▸ **Work required**:
Identify each line in the material below that contains the string "blue", and copy those lines.

▸ **Exercise data**:
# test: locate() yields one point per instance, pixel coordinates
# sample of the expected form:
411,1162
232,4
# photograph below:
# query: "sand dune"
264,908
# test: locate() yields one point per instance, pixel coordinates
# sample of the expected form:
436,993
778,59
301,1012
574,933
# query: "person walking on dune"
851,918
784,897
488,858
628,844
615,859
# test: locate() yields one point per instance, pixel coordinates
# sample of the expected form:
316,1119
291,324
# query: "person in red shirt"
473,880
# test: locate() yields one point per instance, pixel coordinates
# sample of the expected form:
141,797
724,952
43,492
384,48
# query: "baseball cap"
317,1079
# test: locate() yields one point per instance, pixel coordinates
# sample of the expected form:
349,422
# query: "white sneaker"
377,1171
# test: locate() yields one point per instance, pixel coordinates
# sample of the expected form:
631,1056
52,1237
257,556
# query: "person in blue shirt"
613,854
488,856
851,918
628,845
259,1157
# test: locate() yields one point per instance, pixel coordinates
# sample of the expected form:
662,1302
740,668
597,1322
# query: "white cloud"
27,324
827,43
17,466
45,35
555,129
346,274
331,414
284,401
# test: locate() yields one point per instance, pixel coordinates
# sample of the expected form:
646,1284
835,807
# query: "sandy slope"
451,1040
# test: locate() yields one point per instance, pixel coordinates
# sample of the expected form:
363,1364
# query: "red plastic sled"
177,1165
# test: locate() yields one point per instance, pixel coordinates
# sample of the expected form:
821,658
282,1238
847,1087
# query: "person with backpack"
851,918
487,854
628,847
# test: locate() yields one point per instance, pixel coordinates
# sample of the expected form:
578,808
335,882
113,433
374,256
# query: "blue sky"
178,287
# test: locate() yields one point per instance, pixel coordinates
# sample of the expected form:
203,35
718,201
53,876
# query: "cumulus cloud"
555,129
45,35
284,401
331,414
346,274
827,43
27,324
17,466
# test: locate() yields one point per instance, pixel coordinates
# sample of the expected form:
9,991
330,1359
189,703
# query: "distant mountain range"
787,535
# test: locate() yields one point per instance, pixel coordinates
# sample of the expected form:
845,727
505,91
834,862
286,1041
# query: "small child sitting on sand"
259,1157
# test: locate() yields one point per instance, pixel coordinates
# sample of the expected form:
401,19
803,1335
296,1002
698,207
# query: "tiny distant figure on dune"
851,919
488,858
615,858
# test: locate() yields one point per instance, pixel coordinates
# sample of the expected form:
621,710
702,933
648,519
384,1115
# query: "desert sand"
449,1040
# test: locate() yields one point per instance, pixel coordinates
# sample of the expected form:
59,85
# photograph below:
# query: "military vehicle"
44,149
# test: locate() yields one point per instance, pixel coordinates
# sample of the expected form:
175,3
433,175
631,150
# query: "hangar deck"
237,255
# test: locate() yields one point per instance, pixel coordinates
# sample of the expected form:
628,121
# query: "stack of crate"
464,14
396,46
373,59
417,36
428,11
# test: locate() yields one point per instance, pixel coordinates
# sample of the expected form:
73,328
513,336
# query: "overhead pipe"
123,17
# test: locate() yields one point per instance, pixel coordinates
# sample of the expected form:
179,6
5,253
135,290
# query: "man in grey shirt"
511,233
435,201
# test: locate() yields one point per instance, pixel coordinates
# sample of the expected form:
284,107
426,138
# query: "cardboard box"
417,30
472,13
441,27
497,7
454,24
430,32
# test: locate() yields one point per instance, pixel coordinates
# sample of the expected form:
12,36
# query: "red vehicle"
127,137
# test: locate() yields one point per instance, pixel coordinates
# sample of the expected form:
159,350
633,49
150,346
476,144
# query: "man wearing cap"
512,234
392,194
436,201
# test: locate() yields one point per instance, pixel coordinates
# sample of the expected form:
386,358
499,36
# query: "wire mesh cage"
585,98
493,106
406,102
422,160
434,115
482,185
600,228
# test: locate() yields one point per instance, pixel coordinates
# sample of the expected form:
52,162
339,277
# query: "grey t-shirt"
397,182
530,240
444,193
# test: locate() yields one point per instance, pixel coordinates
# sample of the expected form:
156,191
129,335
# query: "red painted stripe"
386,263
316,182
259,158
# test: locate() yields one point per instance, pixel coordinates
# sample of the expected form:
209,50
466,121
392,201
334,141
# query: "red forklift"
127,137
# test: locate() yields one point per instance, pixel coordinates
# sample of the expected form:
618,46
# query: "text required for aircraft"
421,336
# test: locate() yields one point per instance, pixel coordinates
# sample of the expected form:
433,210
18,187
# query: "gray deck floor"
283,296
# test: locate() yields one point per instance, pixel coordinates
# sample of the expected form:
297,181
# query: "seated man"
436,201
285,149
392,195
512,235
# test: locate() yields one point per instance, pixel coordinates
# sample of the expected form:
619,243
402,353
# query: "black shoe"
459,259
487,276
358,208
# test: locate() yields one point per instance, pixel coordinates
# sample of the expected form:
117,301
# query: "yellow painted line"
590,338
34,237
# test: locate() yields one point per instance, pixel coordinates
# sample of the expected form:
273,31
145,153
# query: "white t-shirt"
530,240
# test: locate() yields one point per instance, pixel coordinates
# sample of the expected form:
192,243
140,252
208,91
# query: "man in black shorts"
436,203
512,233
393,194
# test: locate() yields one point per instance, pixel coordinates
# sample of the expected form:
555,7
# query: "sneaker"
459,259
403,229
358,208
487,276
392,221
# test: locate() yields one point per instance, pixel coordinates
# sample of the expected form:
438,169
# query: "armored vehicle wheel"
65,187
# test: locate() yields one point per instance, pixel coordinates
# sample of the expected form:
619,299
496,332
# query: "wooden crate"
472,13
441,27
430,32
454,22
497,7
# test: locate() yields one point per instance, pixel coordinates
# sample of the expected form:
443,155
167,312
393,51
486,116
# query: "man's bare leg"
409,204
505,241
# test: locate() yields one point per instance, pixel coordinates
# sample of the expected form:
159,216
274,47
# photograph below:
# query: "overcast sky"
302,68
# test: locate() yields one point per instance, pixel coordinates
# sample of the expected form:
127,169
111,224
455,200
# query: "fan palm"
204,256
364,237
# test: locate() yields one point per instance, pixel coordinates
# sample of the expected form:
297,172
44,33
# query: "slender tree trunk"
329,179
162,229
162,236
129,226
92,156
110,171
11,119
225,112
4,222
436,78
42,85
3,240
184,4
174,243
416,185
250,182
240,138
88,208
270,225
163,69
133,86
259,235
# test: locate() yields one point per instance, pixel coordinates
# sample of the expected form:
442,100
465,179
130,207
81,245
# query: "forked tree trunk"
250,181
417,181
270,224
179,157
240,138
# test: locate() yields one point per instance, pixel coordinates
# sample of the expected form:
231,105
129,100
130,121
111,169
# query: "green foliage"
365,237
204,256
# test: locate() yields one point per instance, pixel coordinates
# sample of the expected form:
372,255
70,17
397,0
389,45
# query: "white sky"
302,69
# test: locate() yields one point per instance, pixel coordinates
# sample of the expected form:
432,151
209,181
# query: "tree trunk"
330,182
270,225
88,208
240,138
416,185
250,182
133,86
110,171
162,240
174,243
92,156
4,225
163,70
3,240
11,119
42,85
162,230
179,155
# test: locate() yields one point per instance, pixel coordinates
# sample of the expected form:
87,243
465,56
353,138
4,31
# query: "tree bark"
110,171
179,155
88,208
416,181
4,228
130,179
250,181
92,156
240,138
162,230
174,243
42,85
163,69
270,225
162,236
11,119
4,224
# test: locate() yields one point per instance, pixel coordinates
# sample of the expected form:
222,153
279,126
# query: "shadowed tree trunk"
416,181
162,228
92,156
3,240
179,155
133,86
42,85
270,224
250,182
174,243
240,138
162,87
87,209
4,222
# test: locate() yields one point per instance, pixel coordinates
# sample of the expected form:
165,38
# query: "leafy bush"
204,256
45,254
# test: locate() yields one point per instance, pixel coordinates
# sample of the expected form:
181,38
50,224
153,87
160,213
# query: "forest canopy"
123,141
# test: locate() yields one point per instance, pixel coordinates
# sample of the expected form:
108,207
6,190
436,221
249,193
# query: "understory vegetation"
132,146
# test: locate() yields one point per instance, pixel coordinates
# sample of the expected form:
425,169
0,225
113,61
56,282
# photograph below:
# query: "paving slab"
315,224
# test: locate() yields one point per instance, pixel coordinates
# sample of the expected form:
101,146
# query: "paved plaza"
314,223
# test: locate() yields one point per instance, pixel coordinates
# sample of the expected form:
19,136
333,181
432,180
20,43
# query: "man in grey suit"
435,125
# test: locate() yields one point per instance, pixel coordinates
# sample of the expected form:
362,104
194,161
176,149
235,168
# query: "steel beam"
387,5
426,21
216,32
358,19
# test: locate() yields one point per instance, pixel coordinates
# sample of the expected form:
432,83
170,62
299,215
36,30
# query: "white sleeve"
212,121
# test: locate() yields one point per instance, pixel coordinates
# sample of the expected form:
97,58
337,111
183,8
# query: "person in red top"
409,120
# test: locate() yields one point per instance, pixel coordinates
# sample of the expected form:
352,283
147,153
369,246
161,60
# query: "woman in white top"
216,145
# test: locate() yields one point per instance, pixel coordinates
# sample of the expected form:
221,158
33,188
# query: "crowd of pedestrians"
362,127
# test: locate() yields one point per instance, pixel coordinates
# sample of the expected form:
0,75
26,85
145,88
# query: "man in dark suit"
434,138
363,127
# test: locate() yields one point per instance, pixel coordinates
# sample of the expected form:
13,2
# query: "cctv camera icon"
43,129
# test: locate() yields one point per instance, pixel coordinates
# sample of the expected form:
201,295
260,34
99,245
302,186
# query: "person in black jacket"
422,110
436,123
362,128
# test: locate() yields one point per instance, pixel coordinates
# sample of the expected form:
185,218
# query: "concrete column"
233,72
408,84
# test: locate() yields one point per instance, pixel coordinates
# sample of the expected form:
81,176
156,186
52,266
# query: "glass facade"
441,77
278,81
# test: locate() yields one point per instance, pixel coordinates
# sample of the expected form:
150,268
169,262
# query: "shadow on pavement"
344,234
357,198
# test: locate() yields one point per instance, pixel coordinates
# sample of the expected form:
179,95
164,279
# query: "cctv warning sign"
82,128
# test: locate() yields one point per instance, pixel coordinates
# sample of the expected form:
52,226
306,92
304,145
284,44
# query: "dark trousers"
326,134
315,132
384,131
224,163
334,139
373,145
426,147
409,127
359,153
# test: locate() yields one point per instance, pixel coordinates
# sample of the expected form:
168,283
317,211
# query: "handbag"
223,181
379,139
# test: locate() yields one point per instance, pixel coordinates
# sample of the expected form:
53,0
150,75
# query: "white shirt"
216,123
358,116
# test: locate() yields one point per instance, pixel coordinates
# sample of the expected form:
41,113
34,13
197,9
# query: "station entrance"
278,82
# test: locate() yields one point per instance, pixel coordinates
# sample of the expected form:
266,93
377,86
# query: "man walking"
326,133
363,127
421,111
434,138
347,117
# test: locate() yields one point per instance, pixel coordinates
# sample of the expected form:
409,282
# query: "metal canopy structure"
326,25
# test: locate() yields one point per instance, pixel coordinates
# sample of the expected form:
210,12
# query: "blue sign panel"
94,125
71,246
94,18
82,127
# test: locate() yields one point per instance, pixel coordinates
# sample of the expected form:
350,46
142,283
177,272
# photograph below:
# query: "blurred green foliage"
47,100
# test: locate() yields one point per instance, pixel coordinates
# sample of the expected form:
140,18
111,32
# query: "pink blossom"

▸ **Reply**:
# query: "person in blue shirt"
# query: "blue sky"
# query: "blue sign panel"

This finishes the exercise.